:: EXCERPTED PASSAGE ::

Yotam Haim, abducted to Gaza and killed while escaping


Yotam, a gifted drummer and lover of heavy-metal music


Iris and Yotam


Iris says: “It is clear to me that there is meaning in Yotam’s death, he could have easily been killed on October 7th but he was not…he went on to live 65 days in captivity and 5 days escaping. He met his fate as a “Partisan”, like in the Holocaust, those Jews who fled the ghettos for the forests and underground. He met his death as a free man so everyone could see who he really was.”  Iris feels that Yotam is “still with her”, she has become a well-known and very respected figure in Israel, giving talks, lectures and interviews the world over. For her, to go out and talk about Yotam and how she views all that transpired is a mission of commemoration and inspiration.

:::

ACTIVITY A: Translate this sentence from the passage on Yotam Haim into Spanish: "For her, to go out and talk about Yotam and how she views all that transpired is a mission of commemoration and inspiration."
ACTIVITY B: Resume the passage on Yotam Haim, picking up right after its final sentence.

:: PROVIDED RECORDS ::

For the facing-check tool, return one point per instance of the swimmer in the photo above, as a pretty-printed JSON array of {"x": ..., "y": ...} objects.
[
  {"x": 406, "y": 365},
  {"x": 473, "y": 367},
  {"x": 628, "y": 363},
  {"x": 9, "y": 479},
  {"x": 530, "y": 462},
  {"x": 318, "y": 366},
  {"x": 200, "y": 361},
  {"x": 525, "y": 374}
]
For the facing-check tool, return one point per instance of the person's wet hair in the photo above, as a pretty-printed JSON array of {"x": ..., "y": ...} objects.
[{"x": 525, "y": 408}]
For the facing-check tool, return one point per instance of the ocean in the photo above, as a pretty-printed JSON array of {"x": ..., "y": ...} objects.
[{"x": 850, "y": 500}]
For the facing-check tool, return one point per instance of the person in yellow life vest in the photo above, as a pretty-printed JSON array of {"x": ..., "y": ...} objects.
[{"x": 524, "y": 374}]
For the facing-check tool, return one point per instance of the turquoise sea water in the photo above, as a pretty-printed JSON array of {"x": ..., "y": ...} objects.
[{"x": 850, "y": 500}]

:::
:: PROVIDED RECORDS ::

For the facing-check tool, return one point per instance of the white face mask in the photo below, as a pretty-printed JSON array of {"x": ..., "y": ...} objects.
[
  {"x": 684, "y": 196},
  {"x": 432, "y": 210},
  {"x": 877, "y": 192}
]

:::

RESPONSE A: Para ella, salir a hablar de Yotam y de cómo ve todo lo que sucedió es una misión de conmemoración e inspiración.

RESPONSE B:
I traveled to Jerusalem to meet with Iris Haim in a coffeeshop, where people would stop and approach Iris telling her in tears how she had moved, touched and inspired them. Iris always responded compassionately and politely, already accustomed to the new popularity while not forgetting the “why” behind it all:

“I have chosen to see the good in life and to recognize and thank it, even in this situation. I know that by choosing this path I am protecting myself so that I can go on, to choose the good and not be a victim… I definitely see Yotam as a hero, a person who made and lived by his choices. I believe that the spirit is always with us…I also know that Yotam has made me into a “public figure” to take this message out to others. It gives me meaning to be doing this work, to be part of something bigger, this nation, our people, the good in life.”


No doubt the most dramatic gesture of this impressive woman was soon after the news of Yotam’s death and the beginning of the mourning period. Iris was informed that the soldiers and unit which had accidently shot the fleeing hostages were in a very bad emotional state, ridden with extreme guilt and remorse.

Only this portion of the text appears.